> _Exercise instructions_: Recast the data below as a numbered list with one entry per line, leaving out any blank lines.
((
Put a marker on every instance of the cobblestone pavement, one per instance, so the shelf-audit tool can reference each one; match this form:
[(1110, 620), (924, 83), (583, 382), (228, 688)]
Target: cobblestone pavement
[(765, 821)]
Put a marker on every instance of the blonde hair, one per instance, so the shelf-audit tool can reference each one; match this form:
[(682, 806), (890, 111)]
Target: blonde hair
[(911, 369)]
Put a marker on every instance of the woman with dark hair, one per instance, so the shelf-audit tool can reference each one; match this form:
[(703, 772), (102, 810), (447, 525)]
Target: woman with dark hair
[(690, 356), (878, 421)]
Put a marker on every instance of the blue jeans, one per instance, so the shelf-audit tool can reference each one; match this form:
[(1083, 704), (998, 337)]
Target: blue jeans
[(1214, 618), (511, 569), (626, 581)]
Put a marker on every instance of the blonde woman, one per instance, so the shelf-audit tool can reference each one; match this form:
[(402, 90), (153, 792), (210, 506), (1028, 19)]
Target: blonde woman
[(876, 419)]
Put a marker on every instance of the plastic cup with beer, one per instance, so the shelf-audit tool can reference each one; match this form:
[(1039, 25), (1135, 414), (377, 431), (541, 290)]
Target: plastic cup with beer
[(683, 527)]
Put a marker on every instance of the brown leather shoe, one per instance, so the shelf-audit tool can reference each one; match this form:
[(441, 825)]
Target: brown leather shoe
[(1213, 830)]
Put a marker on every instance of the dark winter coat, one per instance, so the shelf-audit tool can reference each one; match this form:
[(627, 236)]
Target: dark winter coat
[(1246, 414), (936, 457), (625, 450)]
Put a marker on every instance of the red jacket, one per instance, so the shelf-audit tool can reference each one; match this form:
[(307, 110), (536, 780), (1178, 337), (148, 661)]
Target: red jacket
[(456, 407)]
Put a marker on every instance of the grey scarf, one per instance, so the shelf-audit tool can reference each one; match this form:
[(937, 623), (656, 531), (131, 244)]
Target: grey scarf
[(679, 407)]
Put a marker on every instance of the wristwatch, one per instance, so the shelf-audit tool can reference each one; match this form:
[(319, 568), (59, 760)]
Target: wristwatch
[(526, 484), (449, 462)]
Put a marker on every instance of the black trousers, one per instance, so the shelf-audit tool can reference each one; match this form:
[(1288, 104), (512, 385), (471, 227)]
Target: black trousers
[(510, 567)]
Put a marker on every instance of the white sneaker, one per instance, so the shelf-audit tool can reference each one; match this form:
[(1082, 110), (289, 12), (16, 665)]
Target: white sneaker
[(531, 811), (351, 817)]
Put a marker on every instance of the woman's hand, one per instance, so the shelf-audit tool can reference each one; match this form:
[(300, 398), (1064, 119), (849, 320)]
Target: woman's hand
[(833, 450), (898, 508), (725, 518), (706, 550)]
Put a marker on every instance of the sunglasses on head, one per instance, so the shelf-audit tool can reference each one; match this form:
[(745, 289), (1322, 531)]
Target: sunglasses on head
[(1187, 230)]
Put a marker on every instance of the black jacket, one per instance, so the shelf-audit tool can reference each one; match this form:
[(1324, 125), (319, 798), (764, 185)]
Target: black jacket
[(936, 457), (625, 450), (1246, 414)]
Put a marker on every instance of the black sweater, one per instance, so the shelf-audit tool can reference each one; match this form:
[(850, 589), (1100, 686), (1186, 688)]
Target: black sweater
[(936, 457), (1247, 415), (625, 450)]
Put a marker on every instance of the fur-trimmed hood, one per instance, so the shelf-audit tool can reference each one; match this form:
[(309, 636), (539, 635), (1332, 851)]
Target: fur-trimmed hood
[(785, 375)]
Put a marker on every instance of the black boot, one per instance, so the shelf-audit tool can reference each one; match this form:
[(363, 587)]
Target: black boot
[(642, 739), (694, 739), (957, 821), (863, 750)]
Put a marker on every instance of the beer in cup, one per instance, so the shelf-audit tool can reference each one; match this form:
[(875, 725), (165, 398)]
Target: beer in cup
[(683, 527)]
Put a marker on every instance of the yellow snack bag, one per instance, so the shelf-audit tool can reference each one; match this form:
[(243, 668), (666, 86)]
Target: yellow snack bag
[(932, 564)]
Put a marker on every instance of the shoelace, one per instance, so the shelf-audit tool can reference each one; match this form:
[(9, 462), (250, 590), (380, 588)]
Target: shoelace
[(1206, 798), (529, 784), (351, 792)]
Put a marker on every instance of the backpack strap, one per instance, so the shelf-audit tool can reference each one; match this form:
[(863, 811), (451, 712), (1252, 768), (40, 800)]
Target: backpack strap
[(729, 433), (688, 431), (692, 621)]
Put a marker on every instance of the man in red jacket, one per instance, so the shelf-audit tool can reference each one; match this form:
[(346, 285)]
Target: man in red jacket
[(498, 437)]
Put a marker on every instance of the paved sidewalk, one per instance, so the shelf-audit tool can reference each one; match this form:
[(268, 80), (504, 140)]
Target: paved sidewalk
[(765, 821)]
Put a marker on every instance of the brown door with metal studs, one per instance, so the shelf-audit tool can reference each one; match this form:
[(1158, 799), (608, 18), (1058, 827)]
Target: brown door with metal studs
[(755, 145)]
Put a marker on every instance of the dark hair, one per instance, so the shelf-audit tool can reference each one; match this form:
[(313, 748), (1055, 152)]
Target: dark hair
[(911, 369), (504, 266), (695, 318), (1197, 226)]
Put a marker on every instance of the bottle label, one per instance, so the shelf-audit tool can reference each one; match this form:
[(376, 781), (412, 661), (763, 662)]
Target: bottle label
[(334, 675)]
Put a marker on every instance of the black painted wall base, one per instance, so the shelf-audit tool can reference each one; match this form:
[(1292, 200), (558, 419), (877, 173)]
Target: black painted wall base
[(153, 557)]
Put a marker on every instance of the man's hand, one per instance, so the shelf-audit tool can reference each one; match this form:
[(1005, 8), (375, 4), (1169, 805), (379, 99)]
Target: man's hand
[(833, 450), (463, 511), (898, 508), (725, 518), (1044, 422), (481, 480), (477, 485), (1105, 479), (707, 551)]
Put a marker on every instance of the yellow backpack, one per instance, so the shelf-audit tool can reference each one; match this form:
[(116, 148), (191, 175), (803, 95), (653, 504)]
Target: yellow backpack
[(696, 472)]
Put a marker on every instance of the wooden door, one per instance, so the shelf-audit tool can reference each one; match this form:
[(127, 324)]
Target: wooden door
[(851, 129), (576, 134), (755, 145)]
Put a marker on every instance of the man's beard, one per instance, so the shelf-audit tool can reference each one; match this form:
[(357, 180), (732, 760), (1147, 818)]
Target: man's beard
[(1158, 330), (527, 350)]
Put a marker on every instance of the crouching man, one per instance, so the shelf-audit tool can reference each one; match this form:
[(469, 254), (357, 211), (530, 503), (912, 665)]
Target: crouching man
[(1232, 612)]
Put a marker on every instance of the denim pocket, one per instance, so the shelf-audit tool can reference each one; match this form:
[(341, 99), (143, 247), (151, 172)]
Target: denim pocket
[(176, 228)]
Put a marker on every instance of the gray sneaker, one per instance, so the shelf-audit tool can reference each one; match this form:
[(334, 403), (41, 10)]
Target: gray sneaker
))
> _Task solution_:
1. Put a marker on every instance of the cobblestone pavement, one per instance, so the shelf-audit tool can reference each one; match this form:
2. [(1110, 620), (924, 83), (583, 382), (228, 688)]
3. Target: cobblestone pavement
4. [(765, 821)]
5. Put a marker on every instance of the blonde hair, one per instance, so the shelf-audit tool can reference each one; match this form:
6. [(682, 806), (890, 111)]
7. Target: blonde hair
8. [(911, 369)]
9. Put a marker on every instance of the woman with dark hair, one per instance, so the shelf-audit tool can reference each one; match this form:
10. [(703, 772), (102, 810), (447, 525)]
11. Target: woman with dark hair
12. [(690, 356), (878, 421)]
13. Put a marker on every instance of the blue jeans, one per instance, so the shelf-audit tool can reference each one; match this form:
14. [(1083, 704), (998, 337)]
15. Target: blue jeans
16. [(1214, 618), (511, 569), (626, 581)]
17. Put a marker on every instance of the blonde woman, one per instance, so the shelf-audit tool can reference each one; match this form:
18. [(402, 90), (153, 792), (210, 506), (1028, 19)]
19. Target: blonde woman
20. [(876, 419)]
21. Put a marker on every instance of the plastic cup with beer, one per instance, so the shelf-audit tool can reference each one; match this form:
22. [(1039, 25), (1135, 414), (377, 431), (541, 290)]
23. Target: plastic cup with beer
24. [(683, 527)]
25. Put a marker on every instance of the brown leather shoe, one per instance, so the shelf-audit tool can reference each one; match this form:
26. [(441, 825)]
27. Target: brown leather shoe
28. [(1213, 830)]
29. Put a marker on every instance of the dark winter coat, one per instance, so the shelf-audit tool can reference each one; match this form:
30. [(627, 236)]
31. Target: dark winter coat
32. [(1246, 414), (936, 457), (625, 450)]
33. Put a marker on every instance of the red jacket, one per instance, so the shelf-audit tool can reference each one; match this form:
34. [(307, 110), (536, 780), (1178, 337), (148, 661)]
35. Target: red jacket
36. [(456, 407)]
37. Put a marker on every instance of the grey scarf, one per instance, so the shelf-audit tool can reference each one; match this form:
38. [(937, 623), (656, 531), (131, 244)]
39. Target: grey scarf
40. [(679, 407)]
41. Put a marker on every instance of the wristwatch, one per instance, so the shelf-audit tool can reference each one; match this form:
42. [(319, 568), (59, 760)]
43. Target: wristwatch
44. [(526, 484), (449, 462)]
45. Put a marker on every instance of the black trousers, one per instance, so the shelf-audit tool can reference each one; match this form:
46. [(1288, 104), (512, 385), (471, 227)]
47. Target: black trousers
48. [(510, 567)]
49. Put a marker on every instance of the white sneaker, one per instance, so the shelf-audit tool can reference each one; match this form:
50. [(1082, 110), (289, 12), (16, 665)]
51. Target: white sneaker
52. [(531, 811), (351, 817)]
53. Put a marker on every instance of the woman's hand, one per instance, so the shelf-audit tool can reference each one; match this form:
54. [(300, 398), (1064, 119), (849, 320)]
55. Target: woman's hand
56. [(833, 450), (898, 508), (725, 518), (706, 550)]
57. Put a marker on every instance of the sunglasses on head, one per instance, so the shelf-audit tool can reference each one; match this form:
58. [(745, 289), (1322, 531)]
59. Target: sunglasses on head
60. [(1187, 230)]
61. Put a marker on every instance of the black jacket, one per instance, so the shelf-audit tool can reference each one; match this form:
62. [(1324, 125), (319, 798), (764, 185)]
63. Target: black jacket
64. [(936, 457), (625, 450), (1246, 414)]
65. Put a marker on every instance of the black sweater, one per instance, so the shelf-audit tool can reference each one; match this form:
66. [(850, 589), (1100, 686), (1186, 688)]
67. Target: black sweater
68. [(936, 457), (1247, 415), (625, 450)]
69. Put a marker on every instance of the fur-trimmed hood, one per instance, so the shelf-audit tool can reference each one; match this form:
70. [(309, 636), (539, 635), (1332, 851)]
71. Target: fur-trimmed hood
72. [(785, 375)]
73. Put a marker on every instance of the black boot, one per instance, so the shelf-audit tool can reference each one; match this form:
74. [(363, 587)]
75. Target: black boot
76. [(642, 739), (694, 739), (957, 821), (863, 750)]
77. Put a marker on every instance of the beer in cup, one per instance, so the shelf-audit tool can reference each one; match this form:
78. [(875, 725), (165, 398)]
79. Target: beer in cup
80. [(683, 527)]
81. Put a marker on every instance of the yellow snack bag, one per instance, so the shelf-audit tool can reference each one; match this form:
82. [(243, 668), (666, 86)]
83. Target: yellow snack bag
84. [(932, 564)]
85. Put a marker on every instance of the shoelace, one per instance, so the shelf-audit tool can reference each one; match this form:
86. [(9, 462), (250, 590), (380, 588)]
87. Target: shoelace
88. [(1206, 798), (529, 784), (351, 792)]
89. Put a marker on every instance of the backpack strap, one per instance, so the shelf-audit tool can reference each one; match this form:
90. [(863, 811), (451, 712), (1252, 768), (40, 800)]
91. Target: backpack strap
92. [(729, 433), (688, 431), (692, 621)]
93. Put a marker on every instance of the man in red jacket, one per instance, so the shelf-audit tool can reference each one; match this form:
94. [(346, 285)]
95. Target: man in red jacket
96. [(498, 437)]
97. Put a marker on every instance of the paved sidewalk, one per instance, so the shelf-audit tool can reference each one; match this form:
98. [(268, 80), (504, 140)]
99. Target: paved sidewalk
100. [(765, 821)]
101. Put a marker on every instance of the brown door with metal studs, one per instance, so the shelf-audit tool can reference each one; match this form:
102. [(1158, 799), (608, 18), (1058, 827)]
103. Target: brown door with metal studs
104. [(755, 145)]
105. Put a marker on every instance of the dark hair, one per instance, so the shelf-audit tool can reference each one; match this form:
106. [(313, 748), (1055, 152)]
107. Target: dark hair
108. [(911, 369), (504, 266), (695, 318), (1197, 226)]
109. Put a marker on every instance of the bottle label, one per instance, so the shelf-audit tool can reference each one; match this form:
110. [(376, 781), (412, 661), (763, 662)]
111. Target: bottle label
112. [(334, 675)]
113. Put a marker on every instance of the black painted wall base, one per instance, so the shelf-audit tool can reference each one; match this form:
114. [(1292, 200), (558, 419), (877, 173)]
115. Target: black painted wall base
116. [(153, 557)]
117. Put a marker on every instance of the man's hand, one per instance, so the shelf-audit tool can reference each one; match this form:
118. [(1005, 8), (375, 4), (1169, 805), (379, 99)]
119. Target: man's hand
120. [(833, 450), (463, 511), (898, 508), (725, 518), (1044, 422), (481, 480), (477, 485), (1105, 479), (707, 551)]
121. Put a marker on every instance of the yellow backpack, one per instance, so the shelf-audit tool can reference each one; match this form:
122. [(116, 148), (191, 175), (803, 95), (653, 504)]
123. Target: yellow backpack
124. [(696, 472)]
125. Put a marker on every instance of the wooden door, one per instance, so the shelf-audit tool can reference each one; match this form:
126. [(127, 324)]
127. Target: wooden door
128. [(851, 129), (576, 134), (755, 145)]
129. Put a marker on every instance of the man's beard, one per instance, so the shelf-audit tool can reference each one; match this form:
130. [(357, 180), (732, 760), (1147, 818)]
131. Target: man's beard
132. [(1158, 330), (527, 350)]
133. Put a marker on every instance of the crouching man, one per instance, so the shelf-audit tool can reference each one; match this form:
134. [(469, 254), (357, 211), (530, 503), (912, 665)]
135. Target: crouching man
136. [(1232, 612)]
137. Put a marker on every instance of the denim pocket, one per instance, so the shelf-audit tool can reference each one; match this form:
138. [(341, 99), (143, 247), (151, 172)]
139. Target: denim pocket
140. [(176, 228)]
141. Put a marker on every instance of the gray sneaker, one per instance, so the shelf-audit tool can reference each one; match this form:
142. [(334, 403), (41, 10)]
143. Target: gray sneaker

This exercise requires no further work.